## Page text
========

To dump the heat when you don't need it, there is a bypass lever across the back that works from either side. It opens to allow exhaust from firebox directly up stack. This helps in starting, and should be opened before opening front door. This allows the heat to go up without crossing the stove top. Since the water loop is on the right side of firebox, most heat goes out the back instead of being drawn towards the pipe loop and across stove top.
	

		
			
		

		
	




Here's a little known secret that the Amish are using on the cookstove; A bi-metal thermostat spring as found on the rear of a Hitzer coal stove. A hole through the back of the ashpan under the grate is covered with a metal flap that is connected with a chain to the themostat. It works great. It's the perfect intake for coal use as well. They loose their UL rating if you install one, since they weren't tested with a thermostat control, or coal use, if that matters to you.

If installing on a combustible floor, extra floor protection is required with UL stove pad.

Don't let the gasket material for loading door, oven door, ash pan and rear clean out door scare you. The Amish way is not to use any gasket cement. There is a thin slot for the gasket material to slip into. It uses wide flat gasket, and you fold it in half, sliding the two halves in the groove. It can be replaced easily hot or cold !


----------



## jimbom (Mar 27, 2012)

We don't have a wood cook stove, but we do have radiant floor heat. If you use water in your floor loop, the heat delivered in Btu/hour = pounds water/hour x your T across the floor.

========

## Information provided

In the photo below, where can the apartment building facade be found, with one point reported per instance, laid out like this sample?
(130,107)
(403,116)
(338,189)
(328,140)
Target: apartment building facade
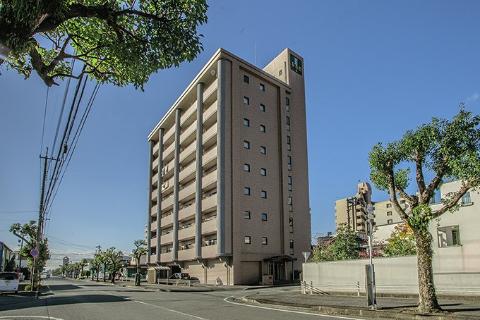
(228,182)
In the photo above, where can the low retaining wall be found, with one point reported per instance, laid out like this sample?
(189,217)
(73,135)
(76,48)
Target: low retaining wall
(393,275)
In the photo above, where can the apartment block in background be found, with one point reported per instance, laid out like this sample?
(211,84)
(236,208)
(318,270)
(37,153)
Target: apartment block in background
(228,198)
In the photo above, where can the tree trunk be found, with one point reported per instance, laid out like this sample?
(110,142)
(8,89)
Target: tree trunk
(427,297)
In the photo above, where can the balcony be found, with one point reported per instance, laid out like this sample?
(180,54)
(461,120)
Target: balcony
(186,233)
(155,164)
(186,212)
(209,226)
(169,134)
(209,203)
(156,146)
(187,191)
(188,135)
(209,135)
(166,257)
(166,221)
(166,238)
(209,251)
(167,202)
(209,179)
(188,152)
(186,254)
(153,226)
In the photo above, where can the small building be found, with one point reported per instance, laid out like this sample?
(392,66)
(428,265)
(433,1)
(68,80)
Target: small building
(6,255)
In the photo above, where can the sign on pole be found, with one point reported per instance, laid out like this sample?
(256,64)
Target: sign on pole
(34,252)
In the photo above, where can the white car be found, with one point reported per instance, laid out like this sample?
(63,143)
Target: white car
(9,282)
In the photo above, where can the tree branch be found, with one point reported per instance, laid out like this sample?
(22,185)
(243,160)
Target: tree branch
(393,194)
(419,176)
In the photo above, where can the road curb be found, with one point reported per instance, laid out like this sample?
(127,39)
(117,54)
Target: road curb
(361,312)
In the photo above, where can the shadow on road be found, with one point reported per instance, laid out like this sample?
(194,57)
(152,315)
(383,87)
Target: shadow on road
(63,300)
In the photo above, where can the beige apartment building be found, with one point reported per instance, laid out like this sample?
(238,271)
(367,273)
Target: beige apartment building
(228,199)
(349,213)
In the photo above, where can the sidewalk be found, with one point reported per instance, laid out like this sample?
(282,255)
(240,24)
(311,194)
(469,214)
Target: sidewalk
(388,307)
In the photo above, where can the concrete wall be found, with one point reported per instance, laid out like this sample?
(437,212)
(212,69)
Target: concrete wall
(393,275)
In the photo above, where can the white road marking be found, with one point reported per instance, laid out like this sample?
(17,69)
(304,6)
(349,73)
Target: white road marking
(29,317)
(289,311)
(171,310)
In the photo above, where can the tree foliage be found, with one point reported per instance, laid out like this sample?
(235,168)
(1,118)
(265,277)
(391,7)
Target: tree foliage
(28,232)
(401,242)
(114,261)
(345,246)
(119,41)
(444,149)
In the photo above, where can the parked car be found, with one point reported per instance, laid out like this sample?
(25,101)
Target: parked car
(9,282)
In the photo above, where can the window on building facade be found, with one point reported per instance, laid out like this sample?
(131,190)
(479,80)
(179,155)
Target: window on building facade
(448,236)
(466,200)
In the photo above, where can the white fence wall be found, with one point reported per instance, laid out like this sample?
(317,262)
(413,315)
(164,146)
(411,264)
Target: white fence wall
(393,275)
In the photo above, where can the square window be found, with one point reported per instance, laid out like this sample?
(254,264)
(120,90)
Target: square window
(448,236)
(466,200)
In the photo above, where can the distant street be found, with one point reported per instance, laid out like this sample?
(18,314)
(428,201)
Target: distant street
(84,300)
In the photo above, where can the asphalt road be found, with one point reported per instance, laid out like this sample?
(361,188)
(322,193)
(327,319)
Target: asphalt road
(83,300)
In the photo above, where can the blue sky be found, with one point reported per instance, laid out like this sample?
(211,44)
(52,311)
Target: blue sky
(373,70)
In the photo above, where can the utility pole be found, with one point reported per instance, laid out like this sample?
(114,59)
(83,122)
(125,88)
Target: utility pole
(41,216)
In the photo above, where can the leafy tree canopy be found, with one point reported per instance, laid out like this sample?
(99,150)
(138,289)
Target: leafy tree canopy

========

## Work instructions
• a. Please put the records into a numbered list, from the line containing "In the photo above, where can the leafy" through the last line of the records, leaving out any blank lines.
• b. Write what comes next in the forum thread about wood cookstoves, picking up after its final sentence.

## Task-by-task outputs
• a.
1. In the photo above, where can the leafy tree canopy be found, with one point reported per instance, laid out like this sample?
2. (99,150)
3. (138,289)
4. Target: leafy tree canopy

• b.
In our case. We need 23,000 Btu/hour to heat our house when it is zero outside. If the temperature of the water into the floor minus the temperature of the water out of the floor is 20 , then we need to flow 23,000 / 20 = 1150 pounds/hour. At 8 pound of water / gallon 1150/8 = 144 gallons/hour. Which equals 2.4 gallons per minute to heat our house if the water passing through the floor loses 20.

Couple of things. 23,000 Btu/hour is very low. Typically a house would need much more heat at 0 . You also need to know the temperature required entering your floor to meet the heat demand.

My grandparents had a wood cook stove. I presume you will want the floor supplied with warm water all day. If so, that thing is going to run you out of the house before the radiant floor ever gets warm.


----------



## woodsmaster (Mar 27, 2012)

Looks pretty neat how much do they go for. If I were Amish I would have one of those.


----------



## magicearth (Mar 27, 2012)

coaly said:


> Magicearth;
> The Kitchen Queen 480 heats 3000 sf easily. The stainless water coil that mounts in the firebox hangs on the oven side, and does not affect the heating of the oven or firebox size. The left side of the oven gets heat directly from firebox and runs 300 to 325* without pulling the oven bypass lever. When the oven is turned on, the exhaust circulates UNDER the oven first, up the side, and across the top to get out. This flow doesn't affect the water heater in any way. The entire oven box is also made of 1/4" welded stainless steel. That is not advertised and you can see why they cost so much when you see one in person.
> 
> 
> ...


 
Coaly- Thanks for all the info on the Kitchen Queen. I have a few questions...
What is the "Supercharger?"
How big is your house and do you have any other kind of heat?
Are you heating the 24 gallon water tank that comes with the stove or do you have a separate water storage tank? If so, how big and what does it supply? Domestic hot water? Anything else?
Thanks, Magic Earth


----------



## coaly (Mar 27, 2012)

http://www.kitchenqueenstoves.com/kitchenqueenstoves/

This site looks like Kitchen Queen's own, but it's not. This is from Antique Stoves.com in Michigan. He is a friend of the builder / owner Duane Miller. Kitchen Queen has no website, but he does have a business phone.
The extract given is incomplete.